--- ФРАГМЕНТ ТЕКСТА ---
»»
В Библии нет ответа на самый главный вопрос — чтó я, Петя Иванов, должен делать сегодня, 4 апреля 2015 года. Нет в толстой книге под названием «Библия» ответа на этот вопрос. Это вопрос моей культуры, культуры чтения, культуры понимания, интуиции совестной, духовной. Какая из мириадов звездочек, которые сеют в библейских текстах, как примеры, прецеденты, какая из них должна для меня зажечься именно сейчас. Простейший вопрос. Есть на страницах Танах, Ветхого Завета действия, скажем, пророка Елисея, который с лжецами воюет. Это уже суперправославный активизм. Берет их там, прокалывает и так далее. Вот этому я должен подражать, потому что это священный пример на священных страницах? Или я все-таки смогу на страницах Библии найти другие примеры, когда человек реагировал на то, что вокруг него происходит? Апостол Павел, например, — он что, шел по Римской Империи и по дороге разрушал все языческие храмы? Как увидит статую Зевса, подойдет с кувалдой и ба-бах? Не было такого. Вот кому я должен подражать, с кого брать пример? Это ежедневный вызов ко мне самому. И поэтому надо признать — да, люди у нас… есть разномыслие, оно неизбежно, неустранимо. И надо разрешить себе быть разными во второстепенных вопросах.
««
--- ОПИСАНИЕ ЗАДАНИЯ ---
Ответьте на вопросы по фрагменту о Библии.
1. Какая дата названа во фрагменте как «сегодня»?
2. С кем, согласно фрагменту, воюет пророк Елисей?
3. Чья статуя упоминается в рассуждении об апостоле Павле?
Данные представляют собой самостоятельный материал и с фрагментом не связаны.

--- ПРЕДОСТАВЛЕННЫЕ ДАННЫЕ ---
»»
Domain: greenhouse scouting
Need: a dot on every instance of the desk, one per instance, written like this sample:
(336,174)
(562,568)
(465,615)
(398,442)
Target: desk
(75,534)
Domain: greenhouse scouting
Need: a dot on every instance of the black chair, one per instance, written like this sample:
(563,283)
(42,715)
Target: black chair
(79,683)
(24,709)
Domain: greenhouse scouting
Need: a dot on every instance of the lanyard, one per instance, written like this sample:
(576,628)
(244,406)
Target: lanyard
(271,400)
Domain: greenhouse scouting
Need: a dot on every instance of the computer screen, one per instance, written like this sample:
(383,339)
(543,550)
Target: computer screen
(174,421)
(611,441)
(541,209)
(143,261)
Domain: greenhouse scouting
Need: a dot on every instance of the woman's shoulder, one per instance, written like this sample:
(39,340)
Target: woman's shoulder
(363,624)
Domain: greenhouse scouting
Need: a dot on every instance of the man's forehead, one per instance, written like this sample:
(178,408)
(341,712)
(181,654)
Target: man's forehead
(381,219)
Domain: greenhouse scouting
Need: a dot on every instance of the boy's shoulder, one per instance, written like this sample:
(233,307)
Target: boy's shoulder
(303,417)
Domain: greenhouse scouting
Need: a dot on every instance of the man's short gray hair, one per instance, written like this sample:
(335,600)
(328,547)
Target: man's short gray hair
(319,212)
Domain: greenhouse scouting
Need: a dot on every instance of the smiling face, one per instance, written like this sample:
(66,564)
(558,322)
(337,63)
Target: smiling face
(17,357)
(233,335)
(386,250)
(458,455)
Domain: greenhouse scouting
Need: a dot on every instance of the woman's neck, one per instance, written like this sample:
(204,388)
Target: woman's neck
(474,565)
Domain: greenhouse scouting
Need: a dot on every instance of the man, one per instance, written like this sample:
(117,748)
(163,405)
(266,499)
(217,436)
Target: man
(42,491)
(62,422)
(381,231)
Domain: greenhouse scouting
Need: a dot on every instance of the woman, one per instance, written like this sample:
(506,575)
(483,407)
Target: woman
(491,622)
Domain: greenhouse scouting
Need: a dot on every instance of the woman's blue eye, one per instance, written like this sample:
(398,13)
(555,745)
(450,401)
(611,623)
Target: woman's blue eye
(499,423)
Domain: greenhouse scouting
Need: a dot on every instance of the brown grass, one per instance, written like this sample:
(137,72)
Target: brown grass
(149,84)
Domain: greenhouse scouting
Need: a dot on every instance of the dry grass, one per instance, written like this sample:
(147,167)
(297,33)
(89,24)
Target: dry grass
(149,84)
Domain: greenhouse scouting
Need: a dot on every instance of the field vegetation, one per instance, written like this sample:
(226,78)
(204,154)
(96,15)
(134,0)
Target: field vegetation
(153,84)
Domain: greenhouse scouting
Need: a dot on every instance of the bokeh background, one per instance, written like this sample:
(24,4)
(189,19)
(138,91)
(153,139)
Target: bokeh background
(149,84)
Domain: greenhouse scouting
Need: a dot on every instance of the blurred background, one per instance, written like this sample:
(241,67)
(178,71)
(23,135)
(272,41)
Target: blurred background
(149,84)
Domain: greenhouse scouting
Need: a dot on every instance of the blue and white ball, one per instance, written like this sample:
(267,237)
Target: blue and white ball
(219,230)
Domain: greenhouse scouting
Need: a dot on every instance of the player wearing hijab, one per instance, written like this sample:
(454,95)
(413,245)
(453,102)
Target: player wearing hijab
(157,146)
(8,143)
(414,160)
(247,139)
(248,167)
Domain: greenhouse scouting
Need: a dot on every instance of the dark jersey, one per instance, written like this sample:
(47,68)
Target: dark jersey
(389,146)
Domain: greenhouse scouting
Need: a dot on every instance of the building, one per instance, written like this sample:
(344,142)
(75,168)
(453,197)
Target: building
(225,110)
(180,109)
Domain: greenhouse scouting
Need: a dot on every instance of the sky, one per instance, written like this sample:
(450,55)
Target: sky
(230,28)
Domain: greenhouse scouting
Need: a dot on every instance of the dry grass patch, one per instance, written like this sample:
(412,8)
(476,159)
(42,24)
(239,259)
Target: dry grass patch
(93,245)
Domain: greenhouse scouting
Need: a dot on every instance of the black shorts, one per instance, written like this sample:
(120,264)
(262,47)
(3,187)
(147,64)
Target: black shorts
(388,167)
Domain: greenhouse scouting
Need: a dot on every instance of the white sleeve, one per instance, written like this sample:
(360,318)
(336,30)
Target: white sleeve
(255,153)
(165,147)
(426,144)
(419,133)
««
--- ОТВЕТ НА ЗАДАНИЕ ---
1. 4 апреля 2015 года.
2. С лжецами.
3. Статуя Зевса.